THE REQUEST → Return the material word for word, starting at its first line and stopping after the line that contains "column 320, row 674". Omit the pictures from your answer.

━━━━━ THE DATA

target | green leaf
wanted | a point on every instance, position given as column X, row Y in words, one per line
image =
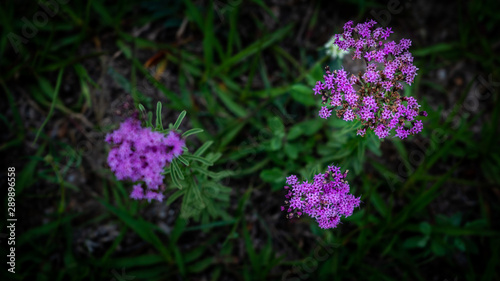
column 199, row 159
column 276, row 126
column 292, row 150
column 174, row 176
column 425, row 228
column 274, row 175
column 416, row 242
column 438, row 248
column 203, row 148
column 179, row 120
column 159, row 125
column 192, row 132
column 303, row 94
column 183, row 160
column 227, row 100
column 142, row 228
column 295, row 132
column 52, row 105
column 177, row 169
column 275, row 143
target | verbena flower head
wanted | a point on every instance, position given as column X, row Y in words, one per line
column 373, row 96
column 333, row 50
column 326, row 199
column 139, row 154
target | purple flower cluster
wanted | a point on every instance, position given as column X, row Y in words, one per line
column 326, row 199
column 373, row 96
column 139, row 154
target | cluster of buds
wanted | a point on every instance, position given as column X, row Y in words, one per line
column 140, row 155
column 326, row 199
column 372, row 96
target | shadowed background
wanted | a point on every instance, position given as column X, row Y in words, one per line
column 244, row 72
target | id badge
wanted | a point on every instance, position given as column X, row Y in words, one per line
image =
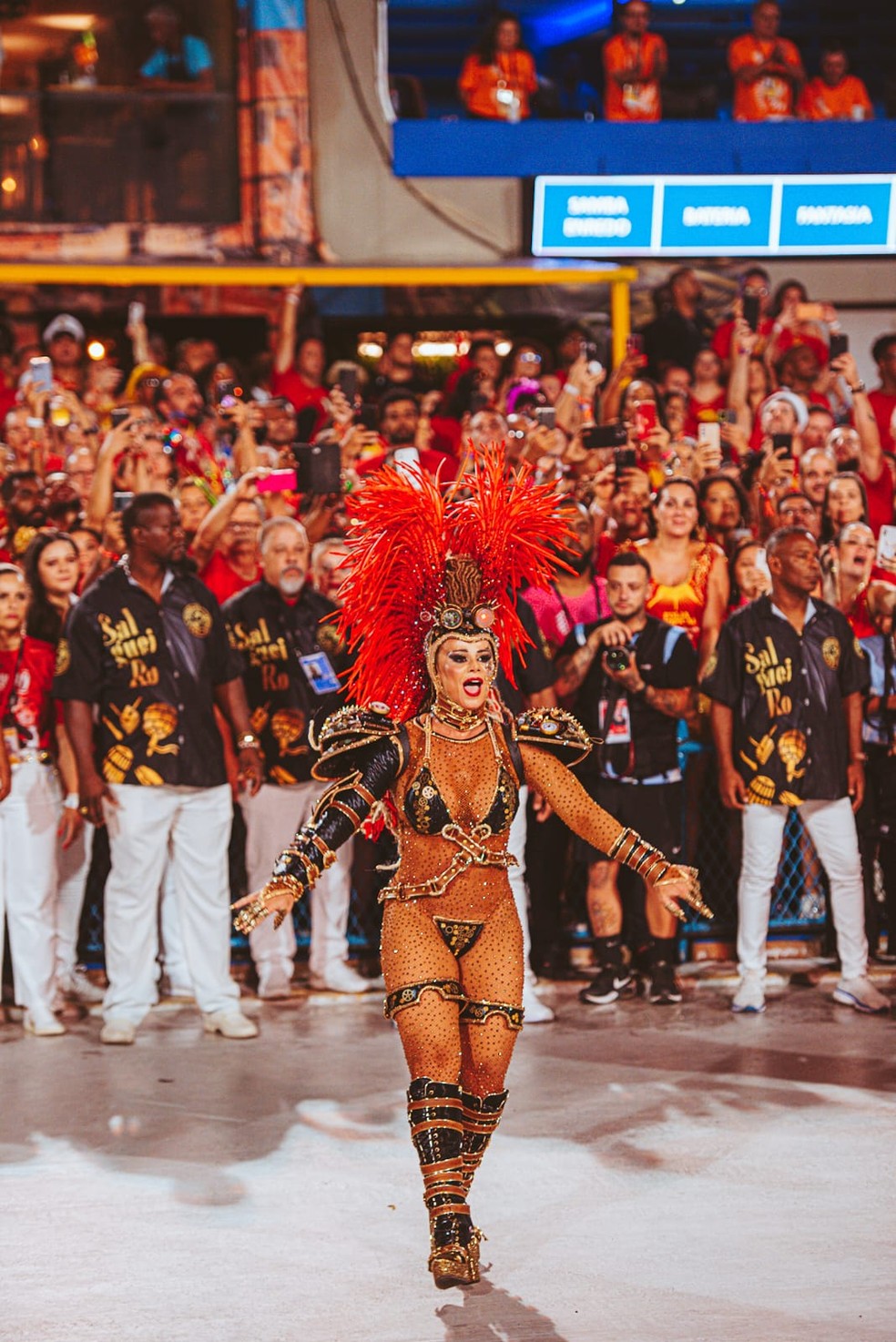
column 320, row 674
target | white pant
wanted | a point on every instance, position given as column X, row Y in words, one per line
column 28, row 821
column 172, row 956
column 271, row 818
column 188, row 829
column 516, row 875
column 832, row 829
column 73, row 866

━━━━━━━━━━

FINAL ANSWER →
target | green leaf
wanted | a point on every instance, position given as column X, row Y in words, one per line
image =
column 199, row 159
column 276, row 126
column 292, row 150
column 174, row 176
column 425, row 228
column 274, row 175
column 416, row 242
column 438, row 248
column 203, row 148
column 179, row 120
column 159, row 125
column 192, row 132
column 303, row 94
column 183, row 160
column 227, row 100
column 142, row 228
column 295, row 132
column 52, row 105
column 177, row 169
column 275, row 143
target | verbena flower head
wanted | a point on every instance, position given as column X, row Y in words, one per line
column 373, row 96
column 333, row 50
column 326, row 199
column 139, row 154
target | purple flower cluster
wanted | a point on every instance, position given as column X, row Y in words, one per line
column 326, row 199
column 373, row 96
column 139, row 154
target | cluster of buds
wanted | a point on every instance, position given as column X, row Y in words, one per line
column 140, row 155
column 326, row 199
column 372, row 96
target | shadowed background
wanted | a point on every instance, position given as column X, row Y in words, one per line
column 244, row 72
target | id badge
wanted | a point on every instance, position given as column X, row Y in words, one per line
image =
column 320, row 674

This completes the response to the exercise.